Point-based annotation data
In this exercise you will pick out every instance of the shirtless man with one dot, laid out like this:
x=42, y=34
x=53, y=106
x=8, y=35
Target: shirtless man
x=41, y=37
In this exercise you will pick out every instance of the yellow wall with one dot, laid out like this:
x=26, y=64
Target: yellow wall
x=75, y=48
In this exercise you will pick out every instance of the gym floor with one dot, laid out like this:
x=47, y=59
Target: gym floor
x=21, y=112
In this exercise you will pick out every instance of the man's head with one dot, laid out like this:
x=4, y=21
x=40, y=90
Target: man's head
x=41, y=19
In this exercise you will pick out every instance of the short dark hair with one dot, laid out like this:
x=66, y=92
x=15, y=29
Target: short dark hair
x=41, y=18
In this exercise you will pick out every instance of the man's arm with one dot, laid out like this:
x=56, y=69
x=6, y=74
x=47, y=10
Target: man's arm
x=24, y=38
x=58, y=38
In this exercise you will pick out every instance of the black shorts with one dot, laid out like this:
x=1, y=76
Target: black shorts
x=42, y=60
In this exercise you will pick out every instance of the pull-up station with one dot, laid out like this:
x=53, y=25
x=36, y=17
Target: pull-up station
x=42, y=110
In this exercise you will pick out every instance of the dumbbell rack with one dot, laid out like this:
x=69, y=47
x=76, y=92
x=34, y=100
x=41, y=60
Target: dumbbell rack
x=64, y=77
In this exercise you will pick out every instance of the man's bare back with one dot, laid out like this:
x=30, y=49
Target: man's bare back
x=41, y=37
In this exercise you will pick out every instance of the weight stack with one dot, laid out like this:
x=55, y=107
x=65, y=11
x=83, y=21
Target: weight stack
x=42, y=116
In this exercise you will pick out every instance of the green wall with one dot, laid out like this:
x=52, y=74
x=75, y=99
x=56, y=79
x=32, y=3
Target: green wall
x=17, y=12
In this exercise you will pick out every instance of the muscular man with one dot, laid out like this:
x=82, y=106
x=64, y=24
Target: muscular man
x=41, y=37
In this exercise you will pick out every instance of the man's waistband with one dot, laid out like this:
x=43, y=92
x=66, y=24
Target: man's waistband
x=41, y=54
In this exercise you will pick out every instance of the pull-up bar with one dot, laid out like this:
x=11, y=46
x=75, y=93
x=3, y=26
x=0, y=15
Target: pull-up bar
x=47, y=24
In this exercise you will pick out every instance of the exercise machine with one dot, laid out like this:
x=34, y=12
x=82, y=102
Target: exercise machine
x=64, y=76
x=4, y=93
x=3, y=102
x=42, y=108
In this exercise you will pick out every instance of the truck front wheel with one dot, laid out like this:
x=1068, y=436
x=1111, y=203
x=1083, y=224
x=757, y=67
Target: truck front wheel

- WRITTEN PROBLEM:
Copy every one of the rows above verbatim, line by line, with nothing changed.

- FULL ANSWER:
In this exercise you will pick out every instance of the shirtless man with one dot, laid out like this:
x=42, y=34
x=53, y=106
x=8, y=35
Target: shirtless man
x=41, y=37
In this exercise you will pick out every instance of the yellow wall with one dot, laid out like this:
x=26, y=64
Target: yellow wall
x=75, y=48
In this exercise you will pick out every instance of the gym floor with one dot, laid out like this:
x=47, y=59
Target: gym floor
x=21, y=112
In this exercise you will pick out every instance of the man's head with one dot, laid out like this:
x=4, y=21
x=40, y=90
Target: man's head
x=41, y=19
In this exercise you will pick out every instance of the short dark hair with one dot, laid out like this:
x=66, y=92
x=15, y=29
Target: short dark hair
x=41, y=18
In this exercise you will pick out every instance of the man's arm with one dot, laid out like this:
x=56, y=69
x=6, y=74
x=47, y=10
Target: man's arm
x=24, y=38
x=58, y=38
In this exercise you will pick out every instance of the black shorts with one dot, laid out like this:
x=1, y=76
Target: black shorts
x=42, y=60
In this exercise you will pick out every instance of the pull-up station with one dot, laid out like this:
x=53, y=25
x=36, y=17
Target: pull-up station
x=42, y=110
In this exercise you will pick out every instance of the dumbbell rack with one dot, laid out like this:
x=69, y=47
x=76, y=92
x=34, y=100
x=41, y=60
Target: dumbbell rack
x=64, y=77
In this exercise you will pick out every instance of the man's bare back with one dot, laid out like this:
x=30, y=49
Target: man's bare back
x=41, y=37
In this exercise you will pick out every instance of the weight stack with one dot, laid out like this:
x=55, y=107
x=65, y=11
x=83, y=21
Target: weight stack
x=42, y=116
In this exercise you will pick out every instance of the green wall with one dot, laid out like this:
x=52, y=74
x=75, y=99
x=56, y=79
x=32, y=3
Target: green wall
x=17, y=12
In this exercise you will pick out every instance of the muscular man with one dot, laid out like this:
x=82, y=106
x=64, y=24
Target: muscular man
x=41, y=37
In this exercise you will pick out every instance of the man's waistband with one dot, laid out like this:
x=43, y=92
x=66, y=24
Target: man's waistband
x=41, y=54
In this exercise you will pick out every instance of the pull-up bar with one dot, laid out like this:
x=11, y=46
x=75, y=93
x=3, y=26
x=0, y=15
Target: pull-up bar
x=47, y=24
In this exercise you will pick out every instance of the exercise machine with one dot, laid out like this:
x=34, y=12
x=82, y=102
Target: exercise machine
x=64, y=76
x=4, y=93
x=3, y=102
x=42, y=108
In this exercise you will pick out every instance of the truck front wheel with one dot, laid out like this:
x=1068, y=436
x=1111, y=203
x=1083, y=224
x=757, y=67
Target: truck front wheel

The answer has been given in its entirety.